Requirements.
Please arrange all of the rows below as a numbered list, leaving out any blank lines.

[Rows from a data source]
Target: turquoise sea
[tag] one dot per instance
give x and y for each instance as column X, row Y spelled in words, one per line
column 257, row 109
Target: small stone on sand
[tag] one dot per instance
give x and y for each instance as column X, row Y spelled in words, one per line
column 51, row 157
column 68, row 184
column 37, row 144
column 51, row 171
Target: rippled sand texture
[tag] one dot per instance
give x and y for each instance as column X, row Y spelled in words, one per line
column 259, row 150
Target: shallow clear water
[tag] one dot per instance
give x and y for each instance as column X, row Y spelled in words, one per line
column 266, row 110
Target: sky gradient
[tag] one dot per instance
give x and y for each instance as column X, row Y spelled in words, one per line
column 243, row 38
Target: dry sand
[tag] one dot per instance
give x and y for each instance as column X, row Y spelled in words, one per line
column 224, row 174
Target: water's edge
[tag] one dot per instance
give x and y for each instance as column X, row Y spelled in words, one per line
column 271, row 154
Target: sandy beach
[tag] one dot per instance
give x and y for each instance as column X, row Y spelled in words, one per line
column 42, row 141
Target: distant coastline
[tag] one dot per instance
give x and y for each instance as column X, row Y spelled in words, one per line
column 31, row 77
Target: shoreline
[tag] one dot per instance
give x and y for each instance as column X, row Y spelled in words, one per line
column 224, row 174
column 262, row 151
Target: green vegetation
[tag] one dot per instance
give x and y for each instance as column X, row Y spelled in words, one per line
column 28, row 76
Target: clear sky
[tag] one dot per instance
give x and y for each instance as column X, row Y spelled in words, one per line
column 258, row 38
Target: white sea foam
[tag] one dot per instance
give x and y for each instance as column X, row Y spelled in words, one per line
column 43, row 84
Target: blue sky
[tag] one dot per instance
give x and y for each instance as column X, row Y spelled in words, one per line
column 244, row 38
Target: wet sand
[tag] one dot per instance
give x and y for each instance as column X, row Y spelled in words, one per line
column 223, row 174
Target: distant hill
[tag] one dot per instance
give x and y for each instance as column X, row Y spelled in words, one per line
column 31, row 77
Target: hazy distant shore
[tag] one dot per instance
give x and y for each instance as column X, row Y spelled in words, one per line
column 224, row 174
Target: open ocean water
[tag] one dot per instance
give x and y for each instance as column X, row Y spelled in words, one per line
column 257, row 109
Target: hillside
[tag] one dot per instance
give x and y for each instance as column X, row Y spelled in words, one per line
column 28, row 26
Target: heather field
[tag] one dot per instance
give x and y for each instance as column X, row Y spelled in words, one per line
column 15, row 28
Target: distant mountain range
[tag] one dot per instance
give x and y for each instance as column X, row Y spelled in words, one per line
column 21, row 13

Result below.
1. Target: turquoise sea
2. [tag] one dot per instance
3. give x and y for each instance as column X, row Y spelled in words, one per line
4. column 257, row 109
5. Target: small stone on sand
6. [tag] one dot per instance
7. give x and y for each instance as column X, row Y spelled in words, one per line
8. column 51, row 157
9. column 68, row 184
10. column 37, row 144
11. column 51, row 171
12. Target: rippled sand texture
13. [tag] one dot per instance
14. give x and y for each instance as column X, row Y spelled in words, one per line
15. column 259, row 150
16. Target: shallow clear water
17. [tag] one dot per instance
18. give x and y for each instance as column X, row Y spelled in words, one per line
19. column 266, row 110
20. Target: sky gradient
21. [tag] one dot per instance
22. give x and y for each instance as column X, row Y spelled in words, one per line
23. column 243, row 38
24. Target: dry sand
25. [tag] one dot per instance
26. give x and y for each instance as column X, row Y spelled in words, one per line
27. column 224, row 174
28. Target: water's edge
29. [tag] one dot per instance
30. give x and y for each instance as column X, row Y spelled in words, one per line
31. column 271, row 154
32. Target: sandy beach
33. [tag] one dot per instance
34. give x and y for each instance as column X, row Y spelled in words, one per line
35. column 42, row 141
36. Target: distant coastline
37. [tag] one dot per instance
38. give x and y for each instance as column X, row Y spelled in words, one per line
39. column 31, row 77
40. Target: shoreline
41. [tag] one dot per instance
42. give x and y for each instance as column X, row Y spelled in words, one per line
43. column 224, row 174
44. column 262, row 151
45. Target: green vegetation
46. [tag] one dot per instance
47. give x and y for each instance as column X, row Y spelled in words, one per line
48. column 28, row 76
49. Target: clear sky
50. [tag] one dot per instance
51. give x and y for each instance as column X, row Y spelled in words, one per line
52. column 258, row 38
53. Target: white sea foam
54. [tag] one dot per instance
55. give x and y for each instance as column X, row Y spelled in words, one per line
56. column 43, row 84
57. Target: blue sky
58. [tag] one dot per instance
59. give x and y for each instance as column X, row Y spelled in words, one per line
60. column 244, row 38
61. Target: wet sand
62. [tag] one dot per instance
63. give x and y for each instance as column X, row Y spelled in words, one per line
64. column 223, row 174
65. Target: distant hill
66. [tag] one dot per instance
67. give x and y for each instance as column X, row Y spelled in words, one per line
68. column 31, row 77
69. Target: hazy distant shore
70. [tag] one dot per instance
71. give x and y for each instance as column X, row Y spelled in words, one per line
72. column 224, row 174
73. Target: open ocean water
74. [tag] one dot per instance
75. give x and y for each instance as column X, row Y spelled in words, one per line
76. column 257, row 109
77. Target: hillside
78. [tag] one dot per instance
79. give x and y for each instance as column X, row Y spelled in words, one per line
80. column 28, row 26
81. Target: heather field
82. [tag] one dot per instance
83. give x and y for each instance as column X, row Y spelled in words, one per line
84. column 15, row 28
85. Target: distant mountain range
86. [tag] one dot per instance
87. give x and y for each instance as column X, row Y spelled in words, one per line
88. column 21, row 13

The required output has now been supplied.